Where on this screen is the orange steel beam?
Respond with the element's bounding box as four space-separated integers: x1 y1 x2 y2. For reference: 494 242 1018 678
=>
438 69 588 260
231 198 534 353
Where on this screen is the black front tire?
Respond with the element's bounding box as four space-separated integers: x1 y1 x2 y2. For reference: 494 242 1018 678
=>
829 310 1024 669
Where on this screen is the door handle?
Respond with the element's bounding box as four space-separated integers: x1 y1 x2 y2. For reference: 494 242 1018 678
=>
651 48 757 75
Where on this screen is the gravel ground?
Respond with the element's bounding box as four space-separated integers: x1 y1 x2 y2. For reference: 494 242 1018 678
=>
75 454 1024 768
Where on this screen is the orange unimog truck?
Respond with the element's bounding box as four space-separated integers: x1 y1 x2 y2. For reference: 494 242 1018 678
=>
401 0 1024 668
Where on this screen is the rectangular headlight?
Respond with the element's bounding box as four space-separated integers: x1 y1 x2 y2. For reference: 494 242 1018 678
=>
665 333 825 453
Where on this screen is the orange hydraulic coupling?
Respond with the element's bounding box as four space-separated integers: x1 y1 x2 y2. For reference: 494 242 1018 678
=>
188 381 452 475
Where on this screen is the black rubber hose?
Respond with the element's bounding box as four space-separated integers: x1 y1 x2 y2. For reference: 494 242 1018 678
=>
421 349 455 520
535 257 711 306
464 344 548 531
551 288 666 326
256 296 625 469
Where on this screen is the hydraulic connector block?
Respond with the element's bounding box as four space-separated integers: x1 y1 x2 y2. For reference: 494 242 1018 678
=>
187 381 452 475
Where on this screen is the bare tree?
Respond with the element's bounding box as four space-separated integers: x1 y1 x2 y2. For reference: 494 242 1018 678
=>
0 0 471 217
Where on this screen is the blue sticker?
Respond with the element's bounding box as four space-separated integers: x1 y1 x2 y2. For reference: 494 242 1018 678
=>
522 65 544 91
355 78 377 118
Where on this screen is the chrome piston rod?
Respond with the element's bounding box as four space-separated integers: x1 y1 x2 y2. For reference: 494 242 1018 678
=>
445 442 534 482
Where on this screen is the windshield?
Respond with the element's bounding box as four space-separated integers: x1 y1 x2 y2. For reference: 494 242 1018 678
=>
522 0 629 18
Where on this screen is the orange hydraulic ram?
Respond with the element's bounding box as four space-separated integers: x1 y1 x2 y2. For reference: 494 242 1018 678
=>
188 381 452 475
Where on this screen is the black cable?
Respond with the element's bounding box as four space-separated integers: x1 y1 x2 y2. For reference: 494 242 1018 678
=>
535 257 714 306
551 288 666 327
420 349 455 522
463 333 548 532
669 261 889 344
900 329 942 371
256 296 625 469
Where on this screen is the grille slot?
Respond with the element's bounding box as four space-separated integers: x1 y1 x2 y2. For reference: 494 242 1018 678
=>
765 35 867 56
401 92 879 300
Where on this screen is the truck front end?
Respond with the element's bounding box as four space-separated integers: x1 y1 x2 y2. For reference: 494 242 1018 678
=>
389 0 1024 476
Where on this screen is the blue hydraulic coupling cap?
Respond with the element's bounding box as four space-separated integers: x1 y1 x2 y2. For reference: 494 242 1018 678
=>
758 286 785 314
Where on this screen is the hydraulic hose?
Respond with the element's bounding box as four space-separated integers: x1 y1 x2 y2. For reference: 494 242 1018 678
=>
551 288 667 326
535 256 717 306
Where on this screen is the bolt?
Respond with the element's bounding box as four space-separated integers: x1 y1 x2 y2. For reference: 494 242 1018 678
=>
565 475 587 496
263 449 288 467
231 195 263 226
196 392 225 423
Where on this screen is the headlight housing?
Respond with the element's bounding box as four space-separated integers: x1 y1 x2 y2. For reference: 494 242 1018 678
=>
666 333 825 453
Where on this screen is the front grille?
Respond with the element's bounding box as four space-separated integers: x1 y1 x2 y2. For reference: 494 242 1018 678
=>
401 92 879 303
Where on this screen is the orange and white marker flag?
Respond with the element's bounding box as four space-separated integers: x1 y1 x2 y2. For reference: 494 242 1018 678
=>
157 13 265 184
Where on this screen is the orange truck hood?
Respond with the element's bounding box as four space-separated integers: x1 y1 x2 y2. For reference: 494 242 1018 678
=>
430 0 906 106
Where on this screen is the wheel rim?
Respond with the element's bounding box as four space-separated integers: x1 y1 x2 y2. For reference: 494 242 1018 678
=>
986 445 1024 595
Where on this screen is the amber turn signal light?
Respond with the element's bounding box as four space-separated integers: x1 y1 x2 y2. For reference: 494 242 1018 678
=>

——

● THE REQUEST
Lay out every line of the material above as a numbered list, leaving out any blank lines.

● IN RESPONSE
1. Where on this screen is the orange steel beam?
2. Respond with the element's bounding box as four space-separated integers: x1 y1 x2 y2. For reference: 494 242 1018 678
3. =>
4. 438 69 588 260
5. 231 198 534 353
6. Where on this screen is the black front tire?
7. Respond with the element's bounding box as four space-separated integers: x1 y1 x2 y2. For reference: 494 242 1018 678
8. =>
9. 829 310 1024 669
10. Where on this screen is the door handle?
11. Respond with the element's bounding box as four space-separated integers: x1 y1 x2 y2. For reference: 494 242 1018 678
12. =>
13. 651 48 757 75
14. Where on this screen is the gravel ground?
15. Respond with the element's bounding box as four space-separated integers: x1 y1 x2 y2. For reference: 494 242 1018 678
16. =>
17. 75 454 1024 768
18. Where on this screen is the orange unimog truck?
19. Respond with the element's bounding box as four space-separated integers: x1 y1 x2 y2. For reference: 494 242 1018 678
20. =>
21. 401 0 1024 668
22. Where on this screen is the rectangular headlight?
23. Respond with the element's bounding box as four space-separated integers: x1 y1 x2 y2. For reference: 494 242 1018 678
24. =>
25. 665 333 825 453
26. Where on this screen is the orange hydraulic coupling?
27. Respond with the element's bounding box as four space-separated integers: x1 y1 x2 y2. For reference: 494 242 1018 678
28. =>
29. 188 381 452 475
30. Where on this screen is the black rubber hose?
31. Respond with the element's bounding box as four space-separated integers: x1 y1 x2 y2. For reference: 494 242 1018 678
32. =>
33. 421 349 455 520
34. 535 257 711 306
35. 464 344 548 531
36. 551 288 666 326
37. 256 296 625 469
38. Where on this screen is the hydraulic connector block?
39. Respond with the element's bounding box as four space-separated integers: x1 y1 x2 y2. For reference: 494 242 1018 678
40. =>
41. 187 381 452 475
42. Where on this screen is the bare tree?
43. Respond with the element's bounding box as four space-separated integers: x1 y1 x2 y2. For reference: 494 242 1018 678
44. =>
45. 0 0 471 217
46. Where on this screen is the blue sticker?
47. Respond with the element's bounding box as four space-separated integers: x1 y1 x2 y2. For reference: 494 242 1018 678
48. =>
49. 522 65 544 91
50. 355 78 377 118
51. Where on this screen is the chrome piston rod?
52. Respond with the element's bounding box as four space-separated integers: x1 y1 x2 y2. For reference: 494 242 1018 678
53. =>
54. 445 442 534 482
55. Where on this screen is the windshield?
56. Respond with the element's bounding box as four space-separated integers: x1 y1 x2 y2. For reference: 494 242 1018 678
57. =>
58. 522 0 629 18
59. Where on this screen is the orange hydraulic ram?
60. Respond with the element's bounding box as four space-separated integers: x1 y1 x2 y2. For reference: 494 242 1018 678
61. =>
62. 188 381 452 475
63. Where on this screen is the black cable?
64. Respond with the element's bounding box as four space-separated integers: x1 y1 x2 y2. For reference: 494 242 1018 678
65. =>
66. 535 257 714 306
67. 551 288 666 327
68. 420 349 455 522
69. 463 333 548 532
70. 669 261 889 344
71. 900 329 942 371
72. 256 296 625 469
73. Where on this screen is the grille slot?
74. Respond with the element's bounding box as four space-separated integers: x1 y1 x2 y2. For reference: 494 242 1018 678
75. =>
76. 765 35 867 56
77. 401 92 879 300
78. Where on this screen is the truck front end?
79. Respond with the element's bounding box as four space-separated integers: x1 y1 x2 y2. For reference: 494 242 1018 678
80. =>
81. 389 0 1024 476
82. Where on this screen is the blue hydraulic coupling cap?
83. Respond with the element's bounding box as four space-separated integers: x1 y1 x2 y2. For reference: 494 242 1018 678
84. =>
85. 758 286 785 314
86. Where on this screen is the hydraulic hose?
87. Respond with the element's bounding box as four space-separated integers: x1 y1 x2 y2. For reference: 494 242 1018 678
88. =>
89. 551 288 667 326
90. 535 256 717 306
91. Where on this screen is the bolt?
92. Respond with the element's bounding box as four space-separated integers: x1 y1 x2 y2. For reference: 494 242 1018 678
93. =>
94. 565 475 587 496
95. 263 449 288 467
96. 231 195 263 226
97. 196 392 225 423
98. Where on this screen is the headlight housing?
99. Respond with the element's bounding box as four space-separated integers: x1 y1 x2 y2. For reference: 494 242 1018 678
100. =>
101. 666 333 825 453
102. Where on this screen is the front grille?
103. Respond with the element's bounding box as four space-separated integers: x1 y1 x2 y2. For reference: 494 242 1018 678
104. =>
105. 401 92 879 303
106. Where on this screen is the orange and white marker flag?
107. Respond with the element's bounding box as four space-separated integers: x1 y1 x2 y2. For reference: 494 242 1018 678
108. =>
109. 157 13 265 184
110. Where on this screen is the orange truck hood?
111. Respond with the element's bounding box as four space-separated integers: x1 y1 x2 y2. For reference: 494 242 1018 678
112. =>
113. 430 0 906 106
114. Where on this screen is the wheel rim?
115. Respond with the element's bounding box as four space-separated integers: x1 y1 x2 y2. For reference: 494 242 1018 678
116. =>
117. 986 445 1024 595
118. Where on this screen is the amber turn signal light?
119. Respond with the element's bounding box as four space-separated integers: x1 y1 x2 y2. For reference: 494 242 1018 678
120. =>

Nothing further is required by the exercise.